* _The request_
Set out everything from the line containing "of the glass" down to the end of the records as a numbered list, skipping any blank lines.

* _Pointing dataset records_
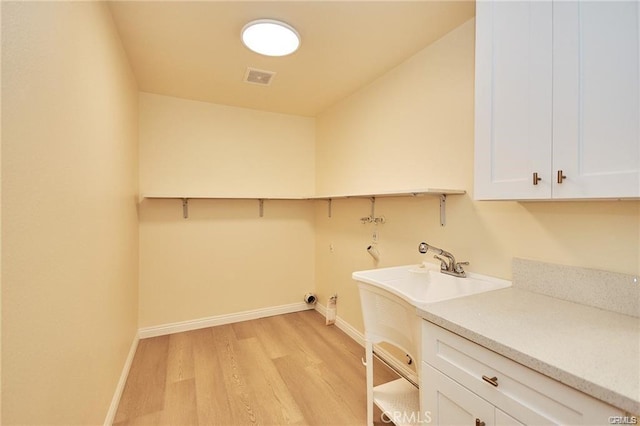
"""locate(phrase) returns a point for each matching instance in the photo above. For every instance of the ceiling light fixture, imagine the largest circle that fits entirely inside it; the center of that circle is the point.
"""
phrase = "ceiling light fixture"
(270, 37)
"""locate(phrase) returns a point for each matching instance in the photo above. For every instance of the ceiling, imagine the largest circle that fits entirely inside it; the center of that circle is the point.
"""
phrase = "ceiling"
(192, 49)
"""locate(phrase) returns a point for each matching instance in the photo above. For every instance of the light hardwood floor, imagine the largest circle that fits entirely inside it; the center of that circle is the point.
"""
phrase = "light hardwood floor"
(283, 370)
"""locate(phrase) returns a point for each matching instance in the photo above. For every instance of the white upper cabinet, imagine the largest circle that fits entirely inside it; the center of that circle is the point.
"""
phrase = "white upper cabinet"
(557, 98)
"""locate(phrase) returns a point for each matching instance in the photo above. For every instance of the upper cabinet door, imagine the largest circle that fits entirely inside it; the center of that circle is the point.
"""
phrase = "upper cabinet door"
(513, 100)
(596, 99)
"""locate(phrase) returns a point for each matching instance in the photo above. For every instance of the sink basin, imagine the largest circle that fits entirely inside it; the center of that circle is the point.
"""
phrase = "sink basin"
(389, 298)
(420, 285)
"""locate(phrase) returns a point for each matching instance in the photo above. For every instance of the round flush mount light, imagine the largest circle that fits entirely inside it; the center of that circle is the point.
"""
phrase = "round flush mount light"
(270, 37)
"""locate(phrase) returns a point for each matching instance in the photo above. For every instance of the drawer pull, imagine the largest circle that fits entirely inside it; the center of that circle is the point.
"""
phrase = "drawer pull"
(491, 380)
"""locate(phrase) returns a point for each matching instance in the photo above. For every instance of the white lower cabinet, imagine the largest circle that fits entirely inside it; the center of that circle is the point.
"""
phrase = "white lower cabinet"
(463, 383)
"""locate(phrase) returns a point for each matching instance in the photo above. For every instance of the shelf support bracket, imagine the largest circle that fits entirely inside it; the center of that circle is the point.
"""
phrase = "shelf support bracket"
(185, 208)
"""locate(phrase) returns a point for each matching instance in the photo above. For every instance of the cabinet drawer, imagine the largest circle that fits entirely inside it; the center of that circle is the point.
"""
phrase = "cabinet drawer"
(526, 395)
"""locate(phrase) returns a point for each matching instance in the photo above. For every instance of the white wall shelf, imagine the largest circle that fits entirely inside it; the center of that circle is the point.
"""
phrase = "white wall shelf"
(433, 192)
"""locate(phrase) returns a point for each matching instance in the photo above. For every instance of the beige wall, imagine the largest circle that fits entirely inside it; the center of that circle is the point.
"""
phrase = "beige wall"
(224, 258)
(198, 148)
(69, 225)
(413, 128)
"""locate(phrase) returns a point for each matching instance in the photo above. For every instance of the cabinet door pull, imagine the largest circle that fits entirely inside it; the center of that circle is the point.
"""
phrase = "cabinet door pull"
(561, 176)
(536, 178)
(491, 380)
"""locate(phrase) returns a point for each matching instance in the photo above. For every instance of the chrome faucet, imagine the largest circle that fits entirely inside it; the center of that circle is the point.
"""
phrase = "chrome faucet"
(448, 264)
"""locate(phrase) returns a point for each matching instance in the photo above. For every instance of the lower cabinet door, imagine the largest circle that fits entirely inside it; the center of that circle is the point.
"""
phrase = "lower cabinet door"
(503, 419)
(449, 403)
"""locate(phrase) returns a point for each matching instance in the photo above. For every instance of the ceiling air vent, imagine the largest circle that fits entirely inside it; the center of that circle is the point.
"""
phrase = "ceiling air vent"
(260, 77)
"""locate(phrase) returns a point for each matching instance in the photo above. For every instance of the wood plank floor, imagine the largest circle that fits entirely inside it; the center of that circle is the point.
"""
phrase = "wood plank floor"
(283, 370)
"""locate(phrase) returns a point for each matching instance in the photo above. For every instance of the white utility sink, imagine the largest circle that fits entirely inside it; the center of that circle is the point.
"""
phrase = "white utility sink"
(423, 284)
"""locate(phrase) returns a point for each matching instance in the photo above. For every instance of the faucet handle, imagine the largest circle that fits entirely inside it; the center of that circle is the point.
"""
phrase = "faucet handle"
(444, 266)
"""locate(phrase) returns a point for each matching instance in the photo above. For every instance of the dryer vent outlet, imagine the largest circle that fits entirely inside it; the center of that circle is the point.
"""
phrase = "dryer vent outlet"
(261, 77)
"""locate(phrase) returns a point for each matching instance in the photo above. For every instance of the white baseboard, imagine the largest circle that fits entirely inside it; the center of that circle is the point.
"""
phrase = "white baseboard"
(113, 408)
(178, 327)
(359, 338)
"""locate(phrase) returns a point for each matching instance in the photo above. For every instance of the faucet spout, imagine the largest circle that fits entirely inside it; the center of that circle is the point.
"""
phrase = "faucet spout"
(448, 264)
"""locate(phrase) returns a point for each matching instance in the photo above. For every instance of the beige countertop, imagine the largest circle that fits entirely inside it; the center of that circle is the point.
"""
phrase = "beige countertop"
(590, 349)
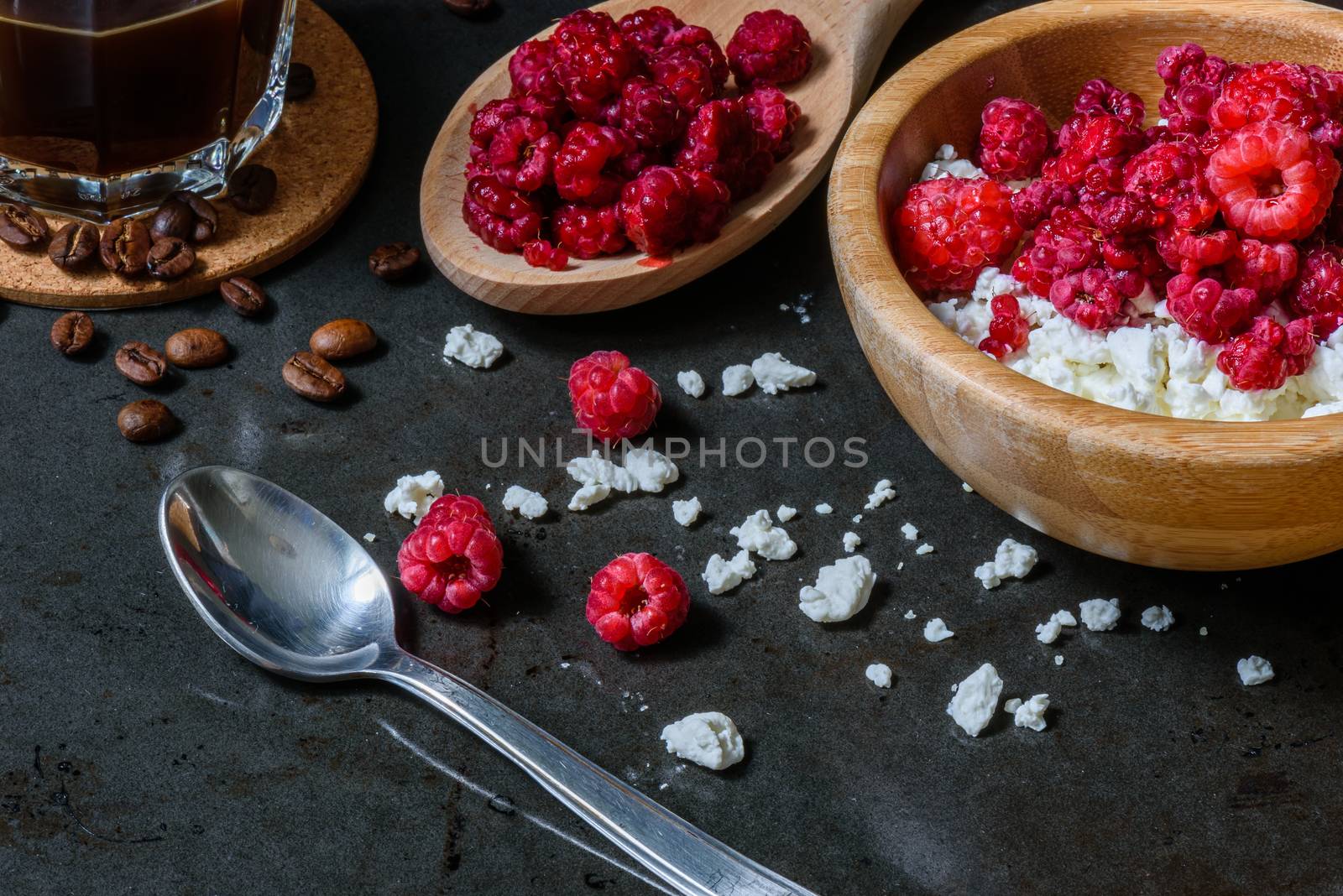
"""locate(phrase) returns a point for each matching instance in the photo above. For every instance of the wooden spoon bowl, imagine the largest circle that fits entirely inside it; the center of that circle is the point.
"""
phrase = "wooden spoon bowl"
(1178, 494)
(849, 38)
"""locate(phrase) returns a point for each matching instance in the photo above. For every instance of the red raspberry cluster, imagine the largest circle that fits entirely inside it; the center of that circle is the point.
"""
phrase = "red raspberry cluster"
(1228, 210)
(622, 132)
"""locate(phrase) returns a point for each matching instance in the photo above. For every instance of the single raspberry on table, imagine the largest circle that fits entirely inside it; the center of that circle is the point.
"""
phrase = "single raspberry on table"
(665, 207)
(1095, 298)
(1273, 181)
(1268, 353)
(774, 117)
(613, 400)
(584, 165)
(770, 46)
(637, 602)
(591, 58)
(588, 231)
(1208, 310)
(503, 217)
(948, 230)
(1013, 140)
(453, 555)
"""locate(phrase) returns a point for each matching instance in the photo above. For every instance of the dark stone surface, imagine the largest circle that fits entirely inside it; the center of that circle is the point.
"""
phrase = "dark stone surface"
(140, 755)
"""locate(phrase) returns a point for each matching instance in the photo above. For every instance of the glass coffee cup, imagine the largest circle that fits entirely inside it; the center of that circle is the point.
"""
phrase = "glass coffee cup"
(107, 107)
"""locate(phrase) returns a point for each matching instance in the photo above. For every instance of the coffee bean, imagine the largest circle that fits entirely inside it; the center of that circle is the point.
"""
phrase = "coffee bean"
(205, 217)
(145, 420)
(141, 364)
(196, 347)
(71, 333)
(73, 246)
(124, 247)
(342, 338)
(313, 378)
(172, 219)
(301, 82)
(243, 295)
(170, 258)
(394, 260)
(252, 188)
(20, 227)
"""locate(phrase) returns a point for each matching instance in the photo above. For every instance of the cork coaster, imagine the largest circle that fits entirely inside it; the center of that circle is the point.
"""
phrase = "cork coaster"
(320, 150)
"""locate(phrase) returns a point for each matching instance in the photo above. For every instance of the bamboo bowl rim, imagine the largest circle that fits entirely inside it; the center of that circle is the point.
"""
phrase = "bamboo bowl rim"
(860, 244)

* _Result_
1. """locate(phrase) returns a point for each matching instance in the photo above. For every instance of the glass coffee cup, imagine the largest circle that fits entirely inside it; the center of that circle is the point.
2. """
3. phrase = "glass coffee cup"
4. (107, 107)
5. """locate(phrase) returns a point for each matching instance in the photo above. For every instance of the coffee bean, imagine the largest circle that fits entirely inside it; the center of that circle is the point.
6. """
7. phrase = "coffee bean"
8. (205, 217)
9. (145, 420)
10. (141, 364)
11. (196, 347)
12. (71, 333)
13. (73, 246)
14. (124, 247)
15. (342, 338)
16. (313, 378)
17. (172, 219)
18. (301, 82)
19. (243, 295)
20. (170, 258)
21. (394, 260)
22. (252, 188)
23. (20, 227)
24. """locate(phrase) returns a point for each matching instance in the photo above. For every instance of the cork coaster, imagine the largest circle that fits entirely inside it; the center of that circle is the point.
25. """
26. phrase = "cork coaster"
27. (320, 150)
28. """locate(phrase) returns a point for each matching instance in the photo above. For every instance of the bamboo bowl rim, imagine the largest circle that fits entirely inside it; the center of that circle is the point.
29. """
30. phrase = "bamboo bowl rim"
31. (860, 244)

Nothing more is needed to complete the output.